▸ **WRITTEN TASK**:
Rewrite the part of the entries that opens with the line containing "find slender support post" and closes with the line containing "57,42 -> 1320,221", reproducing every line, and add 118 to each bounding-box coordinate in the answers while leaving the format samples unchanged.

▸ **EXTRACTED MATERIAL**:
+---+
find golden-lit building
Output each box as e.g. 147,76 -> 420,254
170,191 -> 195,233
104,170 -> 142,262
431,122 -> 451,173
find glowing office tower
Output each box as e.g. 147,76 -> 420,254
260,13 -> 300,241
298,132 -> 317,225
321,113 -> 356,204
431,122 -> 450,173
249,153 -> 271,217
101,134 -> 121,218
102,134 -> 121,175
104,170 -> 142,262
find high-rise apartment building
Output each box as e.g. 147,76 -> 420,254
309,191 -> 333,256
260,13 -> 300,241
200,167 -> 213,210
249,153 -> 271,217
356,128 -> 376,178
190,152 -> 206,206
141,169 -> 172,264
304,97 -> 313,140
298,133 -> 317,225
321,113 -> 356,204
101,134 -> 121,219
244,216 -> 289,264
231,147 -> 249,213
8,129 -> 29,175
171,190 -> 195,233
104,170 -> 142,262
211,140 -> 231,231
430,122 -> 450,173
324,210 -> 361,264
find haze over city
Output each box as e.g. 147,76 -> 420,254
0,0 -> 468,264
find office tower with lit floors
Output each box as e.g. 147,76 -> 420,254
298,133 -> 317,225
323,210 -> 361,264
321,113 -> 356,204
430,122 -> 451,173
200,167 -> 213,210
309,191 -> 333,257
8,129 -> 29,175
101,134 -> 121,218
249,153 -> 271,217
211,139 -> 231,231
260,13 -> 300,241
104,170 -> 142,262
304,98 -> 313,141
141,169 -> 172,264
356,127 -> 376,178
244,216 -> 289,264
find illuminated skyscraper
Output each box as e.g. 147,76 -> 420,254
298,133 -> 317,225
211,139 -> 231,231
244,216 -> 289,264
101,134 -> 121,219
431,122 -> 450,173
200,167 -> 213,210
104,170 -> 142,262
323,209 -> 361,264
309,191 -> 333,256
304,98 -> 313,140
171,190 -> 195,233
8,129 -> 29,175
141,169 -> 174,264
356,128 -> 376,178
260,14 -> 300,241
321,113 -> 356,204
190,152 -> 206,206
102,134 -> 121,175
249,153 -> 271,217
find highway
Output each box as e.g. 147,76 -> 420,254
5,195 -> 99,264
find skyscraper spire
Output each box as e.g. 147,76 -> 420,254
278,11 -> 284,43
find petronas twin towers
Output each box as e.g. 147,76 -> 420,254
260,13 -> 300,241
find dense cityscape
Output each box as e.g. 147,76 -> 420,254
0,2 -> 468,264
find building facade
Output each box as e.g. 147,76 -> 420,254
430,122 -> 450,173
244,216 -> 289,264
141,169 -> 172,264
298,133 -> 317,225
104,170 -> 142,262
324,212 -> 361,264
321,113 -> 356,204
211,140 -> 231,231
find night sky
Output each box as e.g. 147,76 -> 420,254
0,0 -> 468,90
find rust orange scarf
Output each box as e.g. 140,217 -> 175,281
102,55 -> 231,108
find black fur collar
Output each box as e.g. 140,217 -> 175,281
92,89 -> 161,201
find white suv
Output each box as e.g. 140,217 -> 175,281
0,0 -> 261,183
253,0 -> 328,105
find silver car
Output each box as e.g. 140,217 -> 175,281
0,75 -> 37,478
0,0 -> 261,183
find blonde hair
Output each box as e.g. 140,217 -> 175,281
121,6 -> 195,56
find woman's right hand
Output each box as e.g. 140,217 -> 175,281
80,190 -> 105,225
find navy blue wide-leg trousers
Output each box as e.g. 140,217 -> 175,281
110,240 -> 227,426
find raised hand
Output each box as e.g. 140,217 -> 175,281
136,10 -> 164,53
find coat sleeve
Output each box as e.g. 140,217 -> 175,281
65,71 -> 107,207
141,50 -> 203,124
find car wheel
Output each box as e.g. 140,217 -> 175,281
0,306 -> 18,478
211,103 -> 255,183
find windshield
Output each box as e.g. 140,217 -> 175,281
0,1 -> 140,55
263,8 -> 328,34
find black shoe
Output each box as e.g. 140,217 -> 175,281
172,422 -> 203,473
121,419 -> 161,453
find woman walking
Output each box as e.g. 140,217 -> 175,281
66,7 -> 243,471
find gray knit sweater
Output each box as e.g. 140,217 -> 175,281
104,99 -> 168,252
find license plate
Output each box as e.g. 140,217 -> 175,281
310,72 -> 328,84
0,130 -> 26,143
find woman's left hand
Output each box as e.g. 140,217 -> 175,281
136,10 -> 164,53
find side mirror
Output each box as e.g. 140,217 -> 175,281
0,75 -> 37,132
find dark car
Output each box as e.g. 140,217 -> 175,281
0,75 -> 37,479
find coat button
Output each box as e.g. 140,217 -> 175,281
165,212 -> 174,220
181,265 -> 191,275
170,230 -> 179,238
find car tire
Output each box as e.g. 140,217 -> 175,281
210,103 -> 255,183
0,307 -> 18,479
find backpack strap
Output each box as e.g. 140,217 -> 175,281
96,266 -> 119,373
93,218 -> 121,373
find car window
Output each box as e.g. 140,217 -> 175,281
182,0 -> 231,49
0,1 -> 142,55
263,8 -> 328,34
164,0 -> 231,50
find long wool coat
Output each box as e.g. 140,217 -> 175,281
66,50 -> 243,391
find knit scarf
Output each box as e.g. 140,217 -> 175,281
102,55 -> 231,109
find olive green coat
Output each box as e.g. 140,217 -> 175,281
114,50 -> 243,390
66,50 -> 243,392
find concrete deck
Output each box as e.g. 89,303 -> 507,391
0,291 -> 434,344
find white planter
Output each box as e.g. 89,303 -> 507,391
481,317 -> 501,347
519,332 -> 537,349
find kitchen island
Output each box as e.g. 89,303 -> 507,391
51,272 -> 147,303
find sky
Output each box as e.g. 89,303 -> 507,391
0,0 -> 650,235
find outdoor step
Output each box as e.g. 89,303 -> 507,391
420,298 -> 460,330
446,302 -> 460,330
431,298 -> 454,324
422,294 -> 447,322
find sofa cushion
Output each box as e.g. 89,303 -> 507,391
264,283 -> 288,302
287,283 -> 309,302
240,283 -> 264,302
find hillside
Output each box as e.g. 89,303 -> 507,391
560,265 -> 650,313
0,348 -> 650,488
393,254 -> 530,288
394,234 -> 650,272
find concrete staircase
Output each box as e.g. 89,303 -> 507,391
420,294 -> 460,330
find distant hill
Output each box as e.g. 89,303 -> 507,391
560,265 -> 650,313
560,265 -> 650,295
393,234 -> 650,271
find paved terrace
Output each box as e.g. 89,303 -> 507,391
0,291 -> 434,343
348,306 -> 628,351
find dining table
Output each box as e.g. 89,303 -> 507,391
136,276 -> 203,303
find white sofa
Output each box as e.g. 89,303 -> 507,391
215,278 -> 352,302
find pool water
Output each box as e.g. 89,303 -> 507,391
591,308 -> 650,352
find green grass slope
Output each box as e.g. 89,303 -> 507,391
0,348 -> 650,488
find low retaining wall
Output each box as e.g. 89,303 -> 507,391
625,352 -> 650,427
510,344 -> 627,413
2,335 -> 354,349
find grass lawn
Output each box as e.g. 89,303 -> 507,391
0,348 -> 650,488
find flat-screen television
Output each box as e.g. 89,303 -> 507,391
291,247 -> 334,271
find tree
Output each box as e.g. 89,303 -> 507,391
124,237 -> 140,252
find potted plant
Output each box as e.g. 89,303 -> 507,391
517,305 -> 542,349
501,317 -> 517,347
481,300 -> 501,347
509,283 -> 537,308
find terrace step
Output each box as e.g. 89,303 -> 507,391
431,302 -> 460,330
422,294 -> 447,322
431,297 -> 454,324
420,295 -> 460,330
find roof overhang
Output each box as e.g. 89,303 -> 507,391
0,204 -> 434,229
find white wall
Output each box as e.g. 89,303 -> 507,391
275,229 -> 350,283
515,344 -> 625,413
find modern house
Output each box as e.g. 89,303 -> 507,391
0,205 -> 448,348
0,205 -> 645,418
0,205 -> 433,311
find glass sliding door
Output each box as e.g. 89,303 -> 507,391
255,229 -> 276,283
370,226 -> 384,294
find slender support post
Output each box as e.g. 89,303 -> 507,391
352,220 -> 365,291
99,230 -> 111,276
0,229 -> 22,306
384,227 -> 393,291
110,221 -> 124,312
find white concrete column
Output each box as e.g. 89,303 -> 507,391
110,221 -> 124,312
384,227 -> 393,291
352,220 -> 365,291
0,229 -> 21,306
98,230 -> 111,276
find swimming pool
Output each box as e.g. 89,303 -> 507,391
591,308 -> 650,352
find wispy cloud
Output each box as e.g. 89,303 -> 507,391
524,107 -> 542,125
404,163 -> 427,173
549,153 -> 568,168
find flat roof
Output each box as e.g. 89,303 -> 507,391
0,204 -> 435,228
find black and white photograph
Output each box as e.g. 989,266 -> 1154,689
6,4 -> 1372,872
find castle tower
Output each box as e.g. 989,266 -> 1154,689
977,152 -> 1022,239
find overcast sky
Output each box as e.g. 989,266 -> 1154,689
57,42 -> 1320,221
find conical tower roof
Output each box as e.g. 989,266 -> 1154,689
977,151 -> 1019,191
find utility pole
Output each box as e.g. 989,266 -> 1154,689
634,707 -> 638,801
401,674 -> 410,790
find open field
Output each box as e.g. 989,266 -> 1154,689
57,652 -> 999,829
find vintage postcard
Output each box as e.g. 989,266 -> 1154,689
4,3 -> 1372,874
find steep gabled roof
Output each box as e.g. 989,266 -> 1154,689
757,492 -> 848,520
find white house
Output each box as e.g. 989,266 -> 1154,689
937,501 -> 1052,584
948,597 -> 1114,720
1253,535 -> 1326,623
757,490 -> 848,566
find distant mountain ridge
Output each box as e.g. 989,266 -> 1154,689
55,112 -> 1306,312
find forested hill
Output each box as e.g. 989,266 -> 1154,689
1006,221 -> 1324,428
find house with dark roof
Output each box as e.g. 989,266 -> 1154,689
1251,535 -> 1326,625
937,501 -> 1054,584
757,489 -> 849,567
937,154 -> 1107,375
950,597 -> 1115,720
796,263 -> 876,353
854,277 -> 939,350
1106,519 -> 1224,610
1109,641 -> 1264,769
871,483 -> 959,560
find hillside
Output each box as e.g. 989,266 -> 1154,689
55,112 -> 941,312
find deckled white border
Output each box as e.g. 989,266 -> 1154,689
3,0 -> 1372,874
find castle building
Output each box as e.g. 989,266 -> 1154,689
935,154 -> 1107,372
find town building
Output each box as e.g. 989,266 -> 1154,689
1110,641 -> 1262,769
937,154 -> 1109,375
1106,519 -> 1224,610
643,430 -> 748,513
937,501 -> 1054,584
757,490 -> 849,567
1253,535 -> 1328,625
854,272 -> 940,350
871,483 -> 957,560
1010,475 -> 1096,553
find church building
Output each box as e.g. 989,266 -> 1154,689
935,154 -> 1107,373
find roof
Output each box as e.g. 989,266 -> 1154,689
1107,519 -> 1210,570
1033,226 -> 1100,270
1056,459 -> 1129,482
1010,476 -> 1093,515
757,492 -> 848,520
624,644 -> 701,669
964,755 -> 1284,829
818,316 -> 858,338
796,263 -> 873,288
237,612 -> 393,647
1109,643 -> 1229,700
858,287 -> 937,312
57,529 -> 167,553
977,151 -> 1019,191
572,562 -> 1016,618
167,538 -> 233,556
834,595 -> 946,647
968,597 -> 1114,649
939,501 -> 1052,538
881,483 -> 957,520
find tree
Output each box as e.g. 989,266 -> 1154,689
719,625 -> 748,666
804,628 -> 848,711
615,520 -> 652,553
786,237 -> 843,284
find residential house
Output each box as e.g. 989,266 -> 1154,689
+---+
▸ **RESPONSE FOR THIS EXERCISE**:
find slender support post
Output each box as e.g. 89,303 -> 507,391
470,338 -> 483,409
217,348 -> 229,394
118,347 -> 140,424
502,345 -> 511,409
228,339 -> 242,430
find white concrete column
Output each box as e.g. 89,303 -> 507,391
228,339 -> 242,430
502,345 -> 511,409
470,338 -> 483,409
118,347 -> 139,424
216,348 -> 229,394
find swimming pool
Output each box as e.g. 89,303 -> 507,391
709,426 -> 768,470
find wispy cloud
Output each box as e.g. 89,303 -> 507,391
642,225 -> 660,243
522,281 -> 545,291
667,271 -> 686,286
find flat roof
Output each box as e.g. 89,303 -> 507,391
118,322 -> 553,346
find black and white photograph
Output each box as e.g. 989,266 -> 1154,689
124,122 -> 1490,990
find castle tower
Output each box as e.g. 989,266 -> 1154,689
1095,270 -> 1140,357
find overcast sky
Output each box as e.g. 989,266 -> 1154,689
175,160 -> 1438,339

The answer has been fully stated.